··· INFORMATION PROVIDED ···
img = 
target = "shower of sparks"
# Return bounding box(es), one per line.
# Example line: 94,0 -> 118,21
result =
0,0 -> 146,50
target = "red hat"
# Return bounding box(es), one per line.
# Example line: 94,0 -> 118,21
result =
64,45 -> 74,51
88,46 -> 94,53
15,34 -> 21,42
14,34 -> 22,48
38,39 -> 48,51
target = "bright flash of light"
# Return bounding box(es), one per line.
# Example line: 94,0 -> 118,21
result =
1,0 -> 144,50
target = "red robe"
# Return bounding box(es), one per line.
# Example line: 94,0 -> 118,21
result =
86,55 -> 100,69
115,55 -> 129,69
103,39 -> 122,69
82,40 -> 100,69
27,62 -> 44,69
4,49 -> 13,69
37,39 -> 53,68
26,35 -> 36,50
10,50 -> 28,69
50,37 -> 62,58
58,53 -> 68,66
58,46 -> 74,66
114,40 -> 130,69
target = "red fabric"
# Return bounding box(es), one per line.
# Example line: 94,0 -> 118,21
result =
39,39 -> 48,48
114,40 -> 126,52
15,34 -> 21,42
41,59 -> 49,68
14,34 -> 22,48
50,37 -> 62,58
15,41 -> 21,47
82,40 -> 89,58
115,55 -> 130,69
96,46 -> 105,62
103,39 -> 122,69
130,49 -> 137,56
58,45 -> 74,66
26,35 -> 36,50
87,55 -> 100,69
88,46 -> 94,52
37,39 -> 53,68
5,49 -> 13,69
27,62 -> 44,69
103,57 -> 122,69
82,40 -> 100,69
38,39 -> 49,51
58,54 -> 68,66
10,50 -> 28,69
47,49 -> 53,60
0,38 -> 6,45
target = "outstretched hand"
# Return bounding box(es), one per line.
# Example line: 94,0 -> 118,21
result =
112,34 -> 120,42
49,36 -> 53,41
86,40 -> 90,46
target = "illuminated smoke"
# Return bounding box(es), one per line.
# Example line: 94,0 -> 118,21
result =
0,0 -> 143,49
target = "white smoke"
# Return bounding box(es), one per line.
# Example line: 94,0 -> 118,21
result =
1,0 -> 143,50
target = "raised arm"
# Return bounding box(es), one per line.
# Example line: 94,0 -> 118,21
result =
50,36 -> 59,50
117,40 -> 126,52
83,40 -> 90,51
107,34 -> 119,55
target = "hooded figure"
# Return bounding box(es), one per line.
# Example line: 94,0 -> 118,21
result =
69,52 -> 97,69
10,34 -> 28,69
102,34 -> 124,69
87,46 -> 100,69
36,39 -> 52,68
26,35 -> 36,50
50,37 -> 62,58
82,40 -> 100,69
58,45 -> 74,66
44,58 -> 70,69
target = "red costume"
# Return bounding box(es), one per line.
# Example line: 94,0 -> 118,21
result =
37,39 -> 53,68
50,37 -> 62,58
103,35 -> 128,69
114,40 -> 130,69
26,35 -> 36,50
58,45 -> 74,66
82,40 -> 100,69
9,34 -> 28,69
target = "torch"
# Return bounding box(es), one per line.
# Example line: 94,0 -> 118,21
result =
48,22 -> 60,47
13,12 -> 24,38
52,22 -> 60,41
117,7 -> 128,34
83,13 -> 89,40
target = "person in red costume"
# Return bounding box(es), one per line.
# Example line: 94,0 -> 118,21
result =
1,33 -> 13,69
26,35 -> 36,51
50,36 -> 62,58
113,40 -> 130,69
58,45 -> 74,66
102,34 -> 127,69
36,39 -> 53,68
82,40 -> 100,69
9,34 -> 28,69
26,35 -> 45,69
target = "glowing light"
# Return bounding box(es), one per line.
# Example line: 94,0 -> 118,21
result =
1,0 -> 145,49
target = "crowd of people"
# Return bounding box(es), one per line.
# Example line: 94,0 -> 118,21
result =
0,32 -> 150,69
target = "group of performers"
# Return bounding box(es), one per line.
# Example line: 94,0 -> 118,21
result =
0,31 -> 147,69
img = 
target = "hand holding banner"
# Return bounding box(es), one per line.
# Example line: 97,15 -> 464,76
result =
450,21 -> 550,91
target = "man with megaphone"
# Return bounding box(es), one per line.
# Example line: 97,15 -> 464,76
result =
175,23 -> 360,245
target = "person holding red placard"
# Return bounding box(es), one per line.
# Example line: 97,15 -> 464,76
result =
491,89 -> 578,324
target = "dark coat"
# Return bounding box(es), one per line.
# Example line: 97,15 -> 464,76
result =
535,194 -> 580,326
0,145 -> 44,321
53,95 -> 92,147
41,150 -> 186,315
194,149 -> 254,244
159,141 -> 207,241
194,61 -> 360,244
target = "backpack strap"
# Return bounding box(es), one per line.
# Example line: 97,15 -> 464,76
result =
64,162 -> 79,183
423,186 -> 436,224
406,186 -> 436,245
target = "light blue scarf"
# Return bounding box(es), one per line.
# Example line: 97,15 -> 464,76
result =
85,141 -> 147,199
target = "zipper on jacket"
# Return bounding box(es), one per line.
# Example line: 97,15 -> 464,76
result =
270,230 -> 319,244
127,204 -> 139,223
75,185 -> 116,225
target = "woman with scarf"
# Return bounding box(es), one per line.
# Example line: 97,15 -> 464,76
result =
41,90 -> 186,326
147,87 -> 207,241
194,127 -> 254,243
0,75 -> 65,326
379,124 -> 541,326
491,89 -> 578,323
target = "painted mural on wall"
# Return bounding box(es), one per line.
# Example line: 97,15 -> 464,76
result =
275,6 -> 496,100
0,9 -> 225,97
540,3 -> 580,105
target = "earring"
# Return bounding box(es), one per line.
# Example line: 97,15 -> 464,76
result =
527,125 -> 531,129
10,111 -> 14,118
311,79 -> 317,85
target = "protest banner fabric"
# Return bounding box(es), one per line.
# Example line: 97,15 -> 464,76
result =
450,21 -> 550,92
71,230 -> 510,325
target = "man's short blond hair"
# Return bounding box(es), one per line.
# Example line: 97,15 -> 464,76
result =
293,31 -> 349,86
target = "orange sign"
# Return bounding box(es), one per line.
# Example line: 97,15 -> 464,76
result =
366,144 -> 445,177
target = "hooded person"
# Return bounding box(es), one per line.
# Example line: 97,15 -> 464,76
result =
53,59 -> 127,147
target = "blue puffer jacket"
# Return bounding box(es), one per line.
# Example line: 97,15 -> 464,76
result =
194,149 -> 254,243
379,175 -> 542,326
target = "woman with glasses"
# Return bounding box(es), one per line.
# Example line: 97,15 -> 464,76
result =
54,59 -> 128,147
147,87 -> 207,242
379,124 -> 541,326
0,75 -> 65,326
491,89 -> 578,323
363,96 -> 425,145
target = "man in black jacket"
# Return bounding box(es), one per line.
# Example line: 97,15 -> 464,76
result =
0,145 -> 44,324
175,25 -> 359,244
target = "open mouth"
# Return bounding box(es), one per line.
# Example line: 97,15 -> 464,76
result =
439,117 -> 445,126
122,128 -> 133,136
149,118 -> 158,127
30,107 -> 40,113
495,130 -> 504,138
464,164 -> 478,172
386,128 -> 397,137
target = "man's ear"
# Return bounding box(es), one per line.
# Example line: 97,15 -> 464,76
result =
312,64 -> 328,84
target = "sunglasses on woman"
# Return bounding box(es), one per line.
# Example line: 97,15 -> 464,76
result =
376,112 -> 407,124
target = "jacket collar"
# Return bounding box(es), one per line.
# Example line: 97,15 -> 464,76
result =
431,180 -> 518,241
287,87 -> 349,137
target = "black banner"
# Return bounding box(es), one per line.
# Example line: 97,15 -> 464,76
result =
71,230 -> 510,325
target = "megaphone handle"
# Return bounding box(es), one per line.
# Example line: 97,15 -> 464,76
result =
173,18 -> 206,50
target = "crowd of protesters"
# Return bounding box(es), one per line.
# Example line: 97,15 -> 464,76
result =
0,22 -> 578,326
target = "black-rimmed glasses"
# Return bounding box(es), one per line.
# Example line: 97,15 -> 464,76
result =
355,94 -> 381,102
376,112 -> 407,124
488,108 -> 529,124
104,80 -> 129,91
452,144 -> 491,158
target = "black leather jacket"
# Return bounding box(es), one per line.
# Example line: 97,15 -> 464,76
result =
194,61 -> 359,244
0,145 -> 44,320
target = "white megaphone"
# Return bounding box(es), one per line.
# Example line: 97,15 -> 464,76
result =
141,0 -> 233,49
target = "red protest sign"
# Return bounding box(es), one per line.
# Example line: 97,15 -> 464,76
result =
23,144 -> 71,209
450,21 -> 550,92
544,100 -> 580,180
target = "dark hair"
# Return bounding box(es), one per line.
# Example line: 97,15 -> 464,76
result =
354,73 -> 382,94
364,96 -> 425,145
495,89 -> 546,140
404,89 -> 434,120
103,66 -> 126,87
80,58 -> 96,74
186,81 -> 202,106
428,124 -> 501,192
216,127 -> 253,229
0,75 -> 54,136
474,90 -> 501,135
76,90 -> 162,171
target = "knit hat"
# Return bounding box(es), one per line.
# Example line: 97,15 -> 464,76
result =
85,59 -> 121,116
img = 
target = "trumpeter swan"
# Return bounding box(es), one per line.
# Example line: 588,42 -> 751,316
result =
···
*INSTRUCTIONS TO FOLLOW*.
Please count the lines in the records that contain "scarf" and reply with the count alone.

*TASK RESULT*.
2